*Source:*
--- START ---
Re: [RFC] remove bus_memio.h and bus_pio.h

From: M. Warner Losh (imp_at_bsdimp.com)
Date: 05/25/05

  • Next message: Marcel Moolenaar: "Re: [RFC] remove bus_memio.h and bus_pio.h"
    Date: Wed, 25 May 2005 11:19:45 -0600 (MDT)
    To: nyan@jp.FreeBSD.org
    
    

    In message: <20050525.212009.71136852.nyan@jp.FreeBSD.org>
                Takahashi Yoshihiro <nyan@jp.FreeBSD.org> writes:
    : The bus_memio.h and bus_pio.h for a micro-optimization depend on the
    : implementation of the bus_space on i386 and amd64, so they are
    : meaningless files on the other archs. I'd like to remove a MD part
    : like this from MI drivers at least.
    :
    : I think that a increasing performance by using this method is very
    : trivial on recent machines. If there is not strong objection, I'll
    : remove bus_{mem,p}io.h and related code from all archs.
    :
    : Comments?

    Short answer:

            Great idea. aac and bfe should be tested after the change to
            see if there is any benefit for them. Other drivers almost
            certainly will see no benefit from this.

    Longer, more detailed answer.

    The original idea was to provide a hint to busspace that this driver
    only ever used a certain subset of the available mappings so it should
    assume that subset and agressively optimize the code. The assumption
    was that one could know at compile time that one would never use
    certain features. In an i386 centric world, this made good sense,
    especially since the bus_space_* macros expanded to inb or whatever
    and nothing else (compiler technology innovations may have changed
    this over time).

    You are correct in that other architectures might have more than two
    kinds of address space, might have other complicating factors. pc98
    has, as you know, an indirect vector because devices on the
    motherboard and cbus are rarely mapped at contiguous locations due to
    the dual 8-bit bus nature of the internal buses. In that case it
    makes no sense to do any optimization at all, and these files should
    be empty for such an implementation.
--- END ---
*Task set:*
a - In the mailing-list message, which two drivers does the reply say should be tested after the change?
b - Rewrite the records with "wood chip" renamed to "bark fragment", keeping everything else unchanged and leaving out the pictures.
The mailing-list message and the records are unrelated to each other.

*Stored rows:*
--- START ---
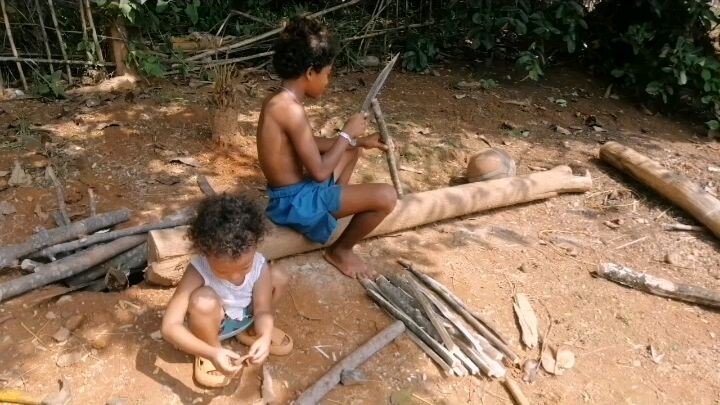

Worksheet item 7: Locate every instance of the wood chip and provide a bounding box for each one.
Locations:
[52,326,70,343]
[170,156,202,167]
[513,294,538,349]
[262,364,277,405]
[55,351,84,367]
[0,201,17,215]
--- END ---
*Set of answers:*
a - aac and bfe

b -
Worksheet item 7: Locate every instance of the bark fragment and provide a bounding box for each one.
Locations:
[52,326,70,343]
[170,156,202,167]
[513,294,538,349]
[262,364,277,405]
[55,351,84,367]
[0,201,17,215]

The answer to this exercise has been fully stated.